= 本文 =
「仕事でストレスがかかると、胸焼けや、胃の痛みなどを感じる」という人はありませんか?
このような症状が出ているのに、原因がはっきりしない場合、神経性胃炎の疑いがあります。ここでは、神経性胃炎の症状やその原因、対処法などについて紹介していきます。
◆胃ってどんな働きをしているの?
胃は、食道から送られてきた食べ物を一時貯めておく袋のような臓器で、食べ物が胃の中に入っていない時はぺちゃんこの平たい状態ですが、ゴムのように伸び縮みができるので、食べ物が入ってくると広がります。
胃の位置は、通常、食べ物が入っていない時にはへそより上にありますが、食べ物が入ると伸びて下方がへそより下がります。
胃の役目は、蠕動運動といううねるような動きをして食べ物をよくこねることと、胃液を分泌して食べ物を消化することです。

保存データ:

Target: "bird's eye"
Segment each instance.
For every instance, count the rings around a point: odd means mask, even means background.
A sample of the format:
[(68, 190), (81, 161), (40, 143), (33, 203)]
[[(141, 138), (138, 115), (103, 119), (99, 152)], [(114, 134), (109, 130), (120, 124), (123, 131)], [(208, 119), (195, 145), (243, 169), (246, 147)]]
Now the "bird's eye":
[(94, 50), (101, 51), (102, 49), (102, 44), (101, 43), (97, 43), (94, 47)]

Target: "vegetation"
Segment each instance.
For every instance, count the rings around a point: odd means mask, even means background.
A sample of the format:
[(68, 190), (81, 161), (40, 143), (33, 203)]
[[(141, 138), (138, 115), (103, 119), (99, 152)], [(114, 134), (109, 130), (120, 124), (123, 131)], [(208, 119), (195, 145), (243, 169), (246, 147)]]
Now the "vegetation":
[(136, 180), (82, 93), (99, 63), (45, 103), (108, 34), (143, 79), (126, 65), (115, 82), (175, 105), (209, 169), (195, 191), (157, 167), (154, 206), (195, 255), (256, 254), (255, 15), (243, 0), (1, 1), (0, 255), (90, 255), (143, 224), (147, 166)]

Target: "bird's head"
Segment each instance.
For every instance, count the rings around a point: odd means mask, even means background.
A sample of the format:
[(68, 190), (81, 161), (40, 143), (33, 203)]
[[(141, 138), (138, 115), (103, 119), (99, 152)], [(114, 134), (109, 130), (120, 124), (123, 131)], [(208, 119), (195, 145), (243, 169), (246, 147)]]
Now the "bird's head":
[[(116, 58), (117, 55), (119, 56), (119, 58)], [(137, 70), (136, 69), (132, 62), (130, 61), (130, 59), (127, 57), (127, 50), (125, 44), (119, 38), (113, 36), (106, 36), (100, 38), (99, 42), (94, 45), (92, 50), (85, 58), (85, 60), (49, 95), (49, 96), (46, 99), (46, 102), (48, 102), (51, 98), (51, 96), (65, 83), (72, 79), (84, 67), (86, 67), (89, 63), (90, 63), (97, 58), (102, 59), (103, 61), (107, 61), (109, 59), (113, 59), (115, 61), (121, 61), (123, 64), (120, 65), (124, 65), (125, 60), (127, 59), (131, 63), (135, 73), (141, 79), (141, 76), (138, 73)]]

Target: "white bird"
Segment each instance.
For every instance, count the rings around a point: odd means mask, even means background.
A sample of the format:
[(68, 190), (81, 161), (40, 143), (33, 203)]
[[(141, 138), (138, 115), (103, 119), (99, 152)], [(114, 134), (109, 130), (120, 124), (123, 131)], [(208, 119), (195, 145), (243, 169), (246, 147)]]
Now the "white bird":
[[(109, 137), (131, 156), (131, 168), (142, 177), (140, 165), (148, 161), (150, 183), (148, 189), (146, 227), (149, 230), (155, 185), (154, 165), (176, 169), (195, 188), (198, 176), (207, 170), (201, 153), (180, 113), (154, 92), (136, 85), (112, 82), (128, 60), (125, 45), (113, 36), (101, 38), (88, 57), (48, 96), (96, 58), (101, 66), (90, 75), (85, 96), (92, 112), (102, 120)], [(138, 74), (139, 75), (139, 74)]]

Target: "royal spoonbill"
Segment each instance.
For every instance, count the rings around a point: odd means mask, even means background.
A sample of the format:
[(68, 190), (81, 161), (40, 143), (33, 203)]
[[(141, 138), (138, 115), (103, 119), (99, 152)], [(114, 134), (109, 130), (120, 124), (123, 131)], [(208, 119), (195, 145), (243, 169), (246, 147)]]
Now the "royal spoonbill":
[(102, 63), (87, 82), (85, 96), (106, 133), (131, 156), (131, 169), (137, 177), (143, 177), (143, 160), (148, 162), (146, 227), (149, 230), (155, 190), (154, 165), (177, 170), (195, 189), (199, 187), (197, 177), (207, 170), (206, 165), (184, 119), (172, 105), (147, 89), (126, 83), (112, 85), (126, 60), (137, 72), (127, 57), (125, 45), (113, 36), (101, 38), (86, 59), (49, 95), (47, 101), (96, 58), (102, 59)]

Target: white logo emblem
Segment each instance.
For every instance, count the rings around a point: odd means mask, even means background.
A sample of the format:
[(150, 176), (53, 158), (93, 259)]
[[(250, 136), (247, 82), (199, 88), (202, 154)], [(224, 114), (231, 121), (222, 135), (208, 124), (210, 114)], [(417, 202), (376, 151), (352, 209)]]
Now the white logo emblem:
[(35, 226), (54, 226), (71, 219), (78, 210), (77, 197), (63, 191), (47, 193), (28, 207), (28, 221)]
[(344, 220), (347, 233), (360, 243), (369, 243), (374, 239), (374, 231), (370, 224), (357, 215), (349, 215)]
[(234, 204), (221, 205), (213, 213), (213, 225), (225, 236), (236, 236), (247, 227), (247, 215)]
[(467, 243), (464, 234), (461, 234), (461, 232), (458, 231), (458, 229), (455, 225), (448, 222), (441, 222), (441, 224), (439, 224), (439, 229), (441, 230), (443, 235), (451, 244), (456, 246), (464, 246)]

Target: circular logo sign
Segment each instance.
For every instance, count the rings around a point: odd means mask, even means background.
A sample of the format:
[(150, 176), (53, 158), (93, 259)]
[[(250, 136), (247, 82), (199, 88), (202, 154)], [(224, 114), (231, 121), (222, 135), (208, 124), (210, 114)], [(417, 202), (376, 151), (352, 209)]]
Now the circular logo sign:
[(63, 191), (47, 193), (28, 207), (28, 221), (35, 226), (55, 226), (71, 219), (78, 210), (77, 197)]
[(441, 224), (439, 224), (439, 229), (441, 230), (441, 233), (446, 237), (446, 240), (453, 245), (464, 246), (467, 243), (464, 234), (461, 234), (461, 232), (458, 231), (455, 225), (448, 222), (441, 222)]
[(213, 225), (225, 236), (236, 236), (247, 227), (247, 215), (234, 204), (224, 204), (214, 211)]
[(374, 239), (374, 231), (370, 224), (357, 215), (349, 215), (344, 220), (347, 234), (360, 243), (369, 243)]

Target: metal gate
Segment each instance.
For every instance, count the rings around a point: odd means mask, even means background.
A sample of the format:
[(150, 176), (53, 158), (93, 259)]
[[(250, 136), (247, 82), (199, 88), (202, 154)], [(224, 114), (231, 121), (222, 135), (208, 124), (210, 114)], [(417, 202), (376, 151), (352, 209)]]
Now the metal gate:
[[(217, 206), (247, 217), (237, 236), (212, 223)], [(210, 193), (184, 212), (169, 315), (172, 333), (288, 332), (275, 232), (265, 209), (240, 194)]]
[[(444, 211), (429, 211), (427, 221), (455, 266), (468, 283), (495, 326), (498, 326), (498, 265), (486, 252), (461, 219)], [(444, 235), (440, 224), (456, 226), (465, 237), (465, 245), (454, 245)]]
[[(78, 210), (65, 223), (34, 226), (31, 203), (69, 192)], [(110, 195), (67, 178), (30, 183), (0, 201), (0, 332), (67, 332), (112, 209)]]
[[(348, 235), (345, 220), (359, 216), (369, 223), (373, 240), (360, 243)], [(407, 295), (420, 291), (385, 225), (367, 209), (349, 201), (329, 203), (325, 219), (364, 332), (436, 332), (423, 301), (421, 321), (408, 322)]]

= 解くべき問題 =
• 1. 本文の「◆胃ってどんな働きをしているの?」の見出しの下の部分に出てくる体の部位の名前を、すべて挙げてください。
• 2. 本文のうち、「胃は、食道から送られてきた食」を含む語句で始まり「て食べ物を消化することです。」で終わる部分を、「へそ」を「おへそ」に書き換えて示してください。

= 解答一覧 =
• 1. 胃、食道、へそ

• 2.
胃は、食道から送られてきた食べ物を一時貯めておく袋のような臓器で、食べ物が胃の中に入っていない時はぺちゃんこの平たい状態ですが、ゴムのように伸び縮みができるので、食べ物が入ってくると広がります。
胃の位置は、通常、食べ物が入っていない時にはおへそより上にありますが、食べ物が入ると伸びて下方がおへそより下がります。
胃の役目は、蠕動運動といううねるような動きをして食べ物をよくこねることと、胃液を分泌して食べ物を消化することです。